» Por hacer:
Presenta como tabla de Markdown, con las columnas Núm y Línea, la parte de los registros que empieza en la línea que contiene "Mark the region of every instance of the white dress" y termina al final de los registros, ambos extremos incluidos. Deja fuera las líneas en blanco.

Registros de contornos de regiones:
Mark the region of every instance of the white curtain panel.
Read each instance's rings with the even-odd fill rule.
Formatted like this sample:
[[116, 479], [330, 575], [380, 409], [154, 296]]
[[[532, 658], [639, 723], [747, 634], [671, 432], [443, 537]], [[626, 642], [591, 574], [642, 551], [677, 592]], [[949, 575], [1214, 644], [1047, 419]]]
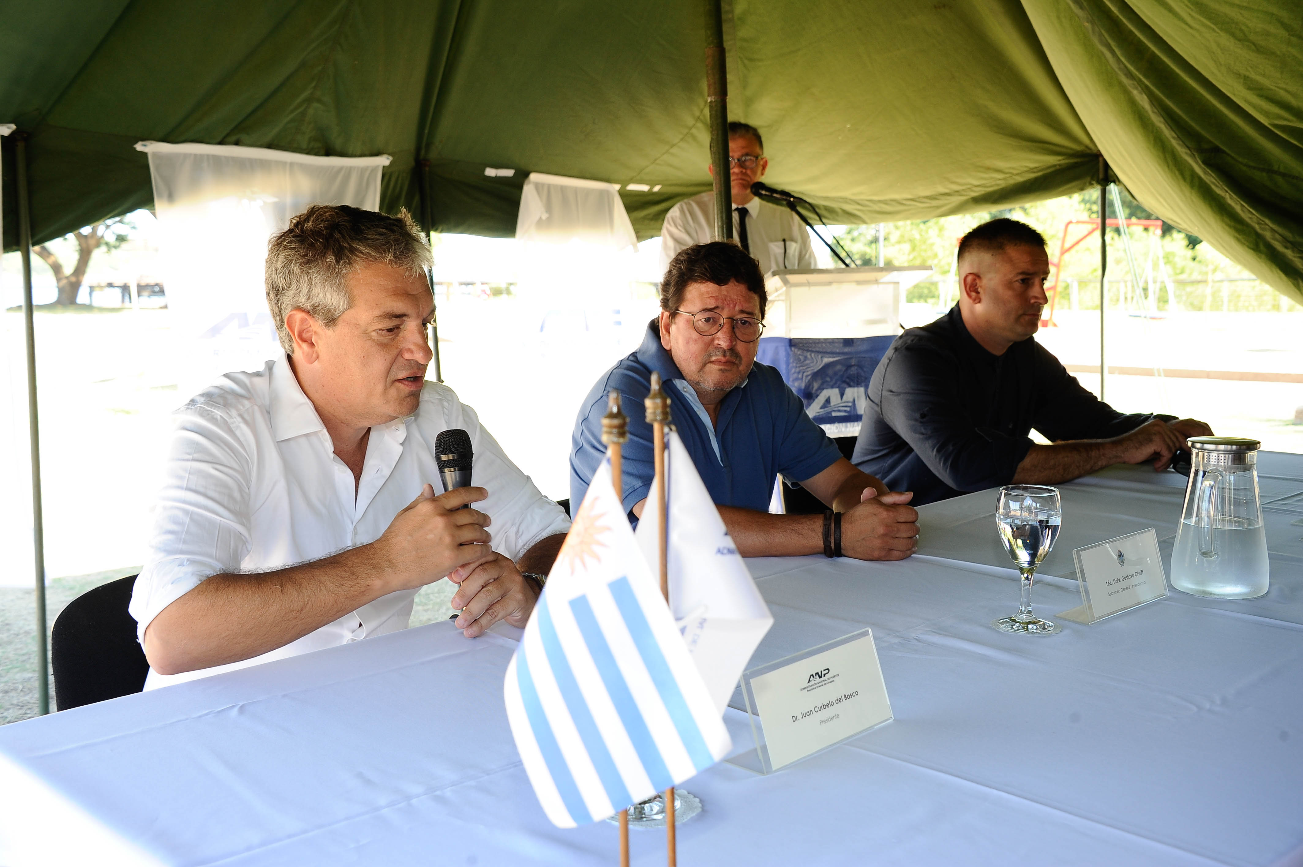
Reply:
[[615, 184], [530, 173], [516, 240], [515, 322], [500, 327], [534, 360], [512, 373], [513, 407], [542, 421], [528, 437], [491, 429], [545, 494], [568, 497], [575, 412], [597, 377], [637, 348], [654, 304], [635, 297], [637, 235]]
[[163, 289], [179, 338], [181, 398], [280, 352], [267, 310], [267, 240], [310, 205], [380, 206], [388, 156], [139, 142], [150, 158]]

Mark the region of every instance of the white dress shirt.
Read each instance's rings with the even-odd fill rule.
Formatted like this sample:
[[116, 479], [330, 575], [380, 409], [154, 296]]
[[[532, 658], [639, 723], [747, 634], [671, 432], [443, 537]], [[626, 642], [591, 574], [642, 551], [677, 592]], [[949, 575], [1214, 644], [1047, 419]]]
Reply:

» Respuesta completa:
| Núm | Línea |
|---|---|
| 1 | Mark the region of every instance of the white dress shirt. |
| 2 | Read each instance's rings with the even-odd fill rule. |
| 3 | Formatted like this sample: |
| 4 | [[116, 479], [330, 575], [380, 409], [154, 296]] |
| 5 | [[[532, 658], [639, 723], [747, 634], [671, 432], [443, 537]], [[626, 642], [591, 574], [642, 551], [677, 592]], [[949, 575], [1214, 644], [1047, 419]]] |
| 6 | Reply: |